**Prompt**
Copy every entry exactly.

--- Information shown Enclosed Below ---

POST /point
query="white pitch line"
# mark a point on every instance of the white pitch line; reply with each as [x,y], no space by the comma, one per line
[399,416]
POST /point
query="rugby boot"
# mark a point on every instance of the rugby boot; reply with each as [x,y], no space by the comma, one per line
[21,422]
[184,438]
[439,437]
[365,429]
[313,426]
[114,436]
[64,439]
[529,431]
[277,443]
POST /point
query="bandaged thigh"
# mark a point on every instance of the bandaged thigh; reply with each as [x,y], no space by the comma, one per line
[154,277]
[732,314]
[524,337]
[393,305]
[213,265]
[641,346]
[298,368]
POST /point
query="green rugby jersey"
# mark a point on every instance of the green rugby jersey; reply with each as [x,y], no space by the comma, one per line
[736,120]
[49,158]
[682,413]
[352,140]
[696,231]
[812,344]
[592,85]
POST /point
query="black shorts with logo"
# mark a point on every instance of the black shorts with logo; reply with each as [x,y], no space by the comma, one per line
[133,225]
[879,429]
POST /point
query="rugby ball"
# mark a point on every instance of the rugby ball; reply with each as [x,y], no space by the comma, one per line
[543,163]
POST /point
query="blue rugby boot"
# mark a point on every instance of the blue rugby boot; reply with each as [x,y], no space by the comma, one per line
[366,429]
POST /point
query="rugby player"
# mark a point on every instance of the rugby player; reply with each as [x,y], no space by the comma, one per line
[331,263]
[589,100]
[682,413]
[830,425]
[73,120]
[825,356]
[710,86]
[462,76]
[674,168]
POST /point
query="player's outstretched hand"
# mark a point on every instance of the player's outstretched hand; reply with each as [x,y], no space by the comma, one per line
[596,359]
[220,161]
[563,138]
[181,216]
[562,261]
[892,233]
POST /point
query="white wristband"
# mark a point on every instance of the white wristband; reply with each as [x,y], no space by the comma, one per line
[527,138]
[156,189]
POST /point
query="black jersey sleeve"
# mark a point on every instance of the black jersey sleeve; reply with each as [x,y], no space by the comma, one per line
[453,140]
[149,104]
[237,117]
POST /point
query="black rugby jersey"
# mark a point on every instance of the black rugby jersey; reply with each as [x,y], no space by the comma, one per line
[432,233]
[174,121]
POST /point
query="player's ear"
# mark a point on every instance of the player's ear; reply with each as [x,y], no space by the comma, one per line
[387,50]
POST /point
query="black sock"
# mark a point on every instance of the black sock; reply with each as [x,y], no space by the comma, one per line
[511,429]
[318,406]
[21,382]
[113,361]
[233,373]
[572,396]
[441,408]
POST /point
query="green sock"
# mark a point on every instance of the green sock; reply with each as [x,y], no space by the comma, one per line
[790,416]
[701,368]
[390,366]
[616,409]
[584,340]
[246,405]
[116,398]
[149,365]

--- End of Enclosed Information shown ---

**Answer below**
POST /point
query="white pitch line"
# mark a point on every instance of the white pitch line; reply with each as [x,y], no space by the comma, one per line
[399,416]
POST /point
query="rugby boot"
# mark a point on every instance of the rugby boot; reply with each as [x,y], no space by the comma, one per line
[21,422]
[184,438]
[439,437]
[365,429]
[313,426]
[114,436]
[64,439]
[529,431]
[277,443]
POST /point
query="bandaged thigh"
# mark a point on every instance of the bandaged thigh; reply with each as [x,y], no space by the comma, one per line
[154,277]
[732,314]
[524,337]
[393,305]
[213,265]
[641,346]
[298,368]
POST /point
query="green rugby jersey"
# mark a point on every instance of the green rugby jersey; reply with each as [x,y], no space by the comma, one per line
[736,120]
[49,158]
[682,413]
[352,140]
[696,231]
[812,344]
[592,85]
POST /point
query="black shorts with logo"
# mark a point on every instance of the black shorts with logo; reply with each as [x,y], no space by the comma, one per line
[133,225]
[879,429]
POST /point
query="rugby ball"
# mark a point on every instance of the rugby ball; reply with each as [x,y], no space by the comma, one per line
[543,163]
POST /point
query="blue rugby boot"
# mark a point on every instance of the blue rugby boot; reply with each as [x,y], no space by the comma, one per line
[366,429]
POST /point
query="rugby player"
# mark a point on every instance of the rugby player; reply with each as [x,y], no space by the comma, one per line
[331,263]
[589,100]
[682,413]
[830,425]
[73,120]
[825,356]
[710,86]
[462,76]
[674,168]
POST /point
query="player's outstretched hand"
# mark a point on every instance of the player's outstretched hand; reply with each as [x,y], no space by the comma, one per line
[596,359]
[220,161]
[563,138]
[181,216]
[562,261]
[892,233]
POST /point
query="white wristband"
# mark a point on every instance of the white wristband; reply with each as [x,y], no space by the comma, one per line
[527,138]
[156,189]
POST /point
query="black jersey sleeve"
# mark a point on every instance of the black jersey sleeve; reply with each as [x,y], no space by the comma, one per line
[453,140]
[149,104]
[237,117]
POST /point
query="black rugby jersey"
# mark a point on every instance of the black rugby jersey; reply with each as [x,y], no space by the comma, one per line
[432,233]
[174,121]
POST /point
query="player's ear"
# mark a point on every instance of the player's ear; reply with each as [x,y], no space by the comma, one per line
[387,50]
POST /point
query="black sock"
# mark a point on every instance of the black sock; reply with each as [x,y], no space by the comma, one per line
[511,429]
[318,406]
[21,382]
[113,361]
[233,373]
[572,396]
[441,408]
POST /point
query="green sock"
# mark a point on every instance of the green sock; reply with each as [x,y], no space by the comma, one per line
[790,416]
[701,368]
[390,366]
[616,409]
[584,340]
[246,405]
[116,398]
[149,365]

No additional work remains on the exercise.